== Page ==
I think some of this pocket screw VS MT/dado comes from some people believing that there should not be any metal in a piece of wood. My uncle is like a Picasso with wood, making honestly the most beautiful cabinets I've ever seen (for multi-million dollar houses, etc), and he doesn't like the idea of using pocket screws. Me? I liked it


----------



## cabinetman

radionightster said:


> My uncle is like a Picasso with wood, making honestly the most beautiful cabinets I've ever seen (for multi-million dollar houses, etc), and he doesn't like the idea of using pocket screws. Me? I liked it



I never met your uncle, but I like him already. If he gets physically sick to his stomach at the thought of biscuits, I might even invite him over for a beer, or a bottle of a fairly expensive wine while we shoot the $hit about woodworking.


----------



## radionightster

cabinetman said:


> I never met your uncle, but I like him already. If he gets physically sick to his stomach at the thought of biscuits, I might even invite him over for a beer, or a bottle of a fairly expensive wine while we shoot the $hit about woodworking.


If you ever pass through southern Louisiana let me know!


----------



## toddj99

I use the kregg jig quite a bit lately. Never used a bisuit joiner. I have deep respect for those who can do the nice joinery in a fairly quick fashion but I'm figuring this stuff out as I go, never have had any official schooling, apprenticeship, or training and have to be able to put out a project in a reletively quick manner since my time is balanced between my wife/kids, full time job then the woodworking. The kregg helps me do just that and the customers I have aren't the type to spend 5 grand on an item. The most expensive thing I have lined up to construct is a computer desk for 1500 to be done by DEC. As for wishing to have a level of skill, I would kill to have the ability of this individual at this site: http://www.woodweb.com/galleries/project/posts/1355.html. He's only a few years older than me but he went straight into woodworking while I've spent most of my adult life in the army.


----------



## rrbrown

Cabinet Man if you don't like pocket screws or bisquits what do you use for face frames?


----------



## Leo G

Do it the old fashion way with dowels oe the antique way with mortise and tenon.

To time consuming for making money on cabinet, but the standard for fine furniture.


----------



## cabinetman

rrbrown said:


> Cabinet Man if you don't like pocket screws or bisquits what do you use for face frames?



Most all of my casework is done frameless. Faceframes to me are a waste of time and an added expense. For overlay door and drawer front applications, most all of the faceframe is covered anyway. Hinges and mounting plates for face frames are IMO inferior to frameless setups. These are a few of the reasons I don't do faceframes. Frameless construction if done with approporiate materials and reasonable dimensions work out just fine. I don't find whatever strength a FF gives the cabinet is worth the difference.

I will do faceframes if the design calls for that detail, or that there is a need for a FF to add to the visual aspect of the job, like carvings, or intricate profiling or a moulding in between doors.

== Exercise set ==
**a)** Can you repeat the thread from "Most all of my" up to and including "in between doors.", but switch "carvings" to "inlays"?
**b)** In the thread, how does cabinetman say he builds most of his casework?
Answer using only the thread above.

== Material shown ==
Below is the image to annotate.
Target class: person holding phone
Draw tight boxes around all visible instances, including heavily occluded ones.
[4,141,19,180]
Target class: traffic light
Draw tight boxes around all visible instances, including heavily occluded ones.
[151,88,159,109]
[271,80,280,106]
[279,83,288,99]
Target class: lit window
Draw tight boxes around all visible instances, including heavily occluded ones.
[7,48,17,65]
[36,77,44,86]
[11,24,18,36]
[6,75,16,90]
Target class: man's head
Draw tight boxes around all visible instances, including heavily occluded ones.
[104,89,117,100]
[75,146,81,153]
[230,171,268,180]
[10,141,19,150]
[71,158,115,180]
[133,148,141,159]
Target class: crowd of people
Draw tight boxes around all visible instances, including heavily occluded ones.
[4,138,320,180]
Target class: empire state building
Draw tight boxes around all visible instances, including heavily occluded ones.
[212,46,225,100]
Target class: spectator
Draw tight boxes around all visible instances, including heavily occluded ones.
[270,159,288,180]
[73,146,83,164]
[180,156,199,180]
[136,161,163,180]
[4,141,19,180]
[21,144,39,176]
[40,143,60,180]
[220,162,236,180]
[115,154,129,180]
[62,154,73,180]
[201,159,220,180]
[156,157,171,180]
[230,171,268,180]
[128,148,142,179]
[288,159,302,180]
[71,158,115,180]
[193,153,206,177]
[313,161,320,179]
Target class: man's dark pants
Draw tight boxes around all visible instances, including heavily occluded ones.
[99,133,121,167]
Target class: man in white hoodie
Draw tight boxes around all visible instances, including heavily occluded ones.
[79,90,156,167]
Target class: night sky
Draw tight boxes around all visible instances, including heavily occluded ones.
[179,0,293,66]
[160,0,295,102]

== Answers provided ==
**a)**
Most all of my casework is done frameless. Faceframes to me are a waste of time and an added expense. For overlay door and drawer front applications, most all of the faceframe is covered anyway. Hinges and mounting plates for face frames are IMO inferior to frameless setups. These are a few of the reasons I don't do faceframes. Frameless construction if done with approporiate materials and reasonable dimensions work out just fine. I don't find whatever strength a FF gives the cabinet is worth the difference.

I will do faceframes if the design calls for that detail, or that there is a need for a FF to add to the visual aspect of the job, like inlays, or intricate profiling or a moulding in between doors.

**b)** Frameless.